*Work order*. With all images left out, restate the records below exactly as written.

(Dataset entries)
%%

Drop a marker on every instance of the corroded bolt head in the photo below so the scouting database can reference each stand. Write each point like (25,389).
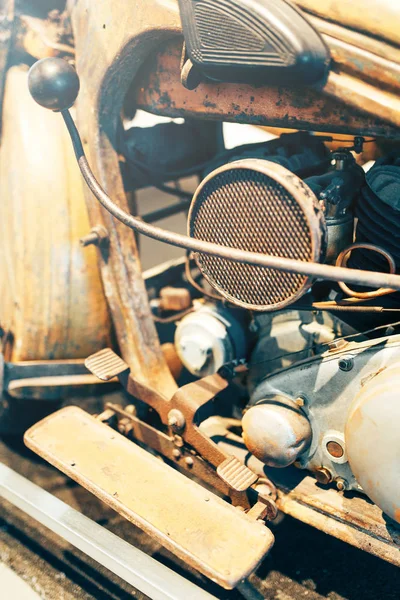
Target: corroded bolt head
(323,475)
(335,449)
(337,345)
(176,420)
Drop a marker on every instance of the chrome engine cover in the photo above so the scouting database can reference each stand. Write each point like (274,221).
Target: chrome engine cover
(336,391)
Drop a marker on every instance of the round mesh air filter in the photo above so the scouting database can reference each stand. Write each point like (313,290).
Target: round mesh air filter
(259,206)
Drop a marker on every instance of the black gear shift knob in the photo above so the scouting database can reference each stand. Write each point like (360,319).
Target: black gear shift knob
(53,83)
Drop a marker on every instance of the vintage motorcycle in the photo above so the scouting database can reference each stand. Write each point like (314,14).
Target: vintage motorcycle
(263,366)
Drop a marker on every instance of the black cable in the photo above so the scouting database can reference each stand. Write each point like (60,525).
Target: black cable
(354,276)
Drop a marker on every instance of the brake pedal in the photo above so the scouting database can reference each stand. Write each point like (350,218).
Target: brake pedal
(236,474)
(106,364)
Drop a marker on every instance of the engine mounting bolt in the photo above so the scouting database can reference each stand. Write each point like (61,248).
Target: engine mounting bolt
(335,449)
(323,475)
(346,363)
(176,420)
(341,484)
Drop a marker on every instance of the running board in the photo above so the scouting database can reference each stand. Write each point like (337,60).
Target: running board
(203,530)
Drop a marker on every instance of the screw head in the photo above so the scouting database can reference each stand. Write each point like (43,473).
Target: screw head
(176,420)
(53,83)
(335,449)
(346,363)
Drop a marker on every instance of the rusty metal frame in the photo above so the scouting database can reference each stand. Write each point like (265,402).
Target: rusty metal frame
(113,41)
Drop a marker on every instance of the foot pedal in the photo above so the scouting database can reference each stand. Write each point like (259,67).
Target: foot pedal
(236,474)
(253,41)
(106,364)
(207,533)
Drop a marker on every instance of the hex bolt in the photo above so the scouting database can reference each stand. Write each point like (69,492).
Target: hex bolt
(98,236)
(335,449)
(176,420)
(323,475)
(346,363)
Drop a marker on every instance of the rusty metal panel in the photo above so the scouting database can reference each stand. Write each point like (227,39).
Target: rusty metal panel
(353,520)
(379,17)
(211,535)
(159,90)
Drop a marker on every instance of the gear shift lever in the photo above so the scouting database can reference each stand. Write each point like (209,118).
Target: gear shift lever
(54,84)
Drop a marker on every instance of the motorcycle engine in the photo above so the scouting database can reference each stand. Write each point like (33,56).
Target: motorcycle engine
(322,395)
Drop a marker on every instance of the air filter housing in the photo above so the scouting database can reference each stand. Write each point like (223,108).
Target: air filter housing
(258,206)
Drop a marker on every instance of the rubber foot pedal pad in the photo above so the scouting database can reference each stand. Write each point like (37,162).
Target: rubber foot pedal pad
(106,364)
(236,474)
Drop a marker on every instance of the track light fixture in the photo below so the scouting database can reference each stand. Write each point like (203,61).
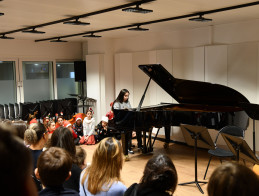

%%

*Task solution*.
Drop a marker on every instance of the corroded bolt head in the photo below so the scouting database can reference each stand. Write each point like (25,389).
Target: corroded bolt head
(323,475)
(335,449)
(337,345)
(176,420)
Drop a marker on every instance of the chrome engine cover in the photo above so the scouting database can reference each stand. Write each point like (274,221).
Target: chrome engine cover
(336,391)
Drop a marker on every instance of the round mesh air filter in the photo above so the scouting database can reference each stand. Write each point like (313,290).
Target: round mesh air filter
(259,206)
Drop a marker on every instance of the black gear shift knob in the photo above so the scouting database can reference each stand. Write each point like (360,319).
Target: black gear shift knob
(53,83)
Drop a marker on every instance of the vintage motorcycle in the photo above so the scouting database can reference each stand. Write each point like (314,14).
Target: vintage motorcycle
(263,366)
Drop a marker on every instance of the black cable in the photo above so the scouting database can reference each stand. Write each point like (60,525).
Target: black cable
(354,276)
Drop a marker on every instance of the brake pedal in the photo above so the scouting database can reference each stand. Write each point like (350,218).
Target: brake pedal
(236,474)
(106,364)
Drop a marker on every instance of the engine mounting bolt in the photo above so the scouting database can reference each stand. Write each point like (61,248).
Target: engine mounting bolt
(335,449)
(323,475)
(346,363)
(176,420)
(341,484)
Drop a marker on every instance of the running board in the photo above so the scouting database can reference each stand. Write each point like (337,60).
Target: running board
(203,530)
Drop a marker on every instance of the screw head in the photo above so the scouting database can reference each stand. Write each point like (43,473).
Target: screw head
(176,420)
(53,83)
(335,449)
(346,363)
Drop a marker on every instance of the rusty metal frame in the photo above so the scouting database can reference each stand. Write each point like (265,402).
Target: rusty metal frame
(113,41)
Drop a marker on every instance of the foot pedal in the photo above so the scouting database can reference each stand. Write each point like (259,67).
Target: foot pedal
(236,474)
(253,41)
(106,364)
(207,533)
Drop a marker on every instance of the hex bolt in the photo above so the scouting database can reference each stand. Write each point like (69,492).
Target: hex bolt
(98,236)
(335,449)
(176,420)
(323,475)
(346,363)
Drop a marker on every instance of the rusty metal panel in the photo above so the scouting database can reference each stand. Write each point like (227,39).
Target: rusty metal panel
(353,520)
(379,17)
(211,535)
(159,90)
Drop a marker on every instance of the gear shift lever in the photo above so the scouting database can reference each stand. Write each point like (209,118).
Target: gear shift lever
(54,84)
Drop a marker on every instance of the motorcycle engine in the photo above so the scouting database can reference each stand. Write each point like (33,56).
Target: motorcycle engine
(322,395)
Drop a marker on every instance of the air filter housing in the photo above so the scouting database can reference each stand. Write each point like (223,108).
Target: air filter housing
(258,206)
Drop a marker on every instance of the rubber foot pedal pad in the photo above so the scouting database can reference each stand. Write each point like (37,162).
Target: rubber foot pedal pad
(106,364)
(236,474)
Drop a marker on every instance of the track light fixture in the photo below so the scouting database can reference each stand. Write each point like (203,61).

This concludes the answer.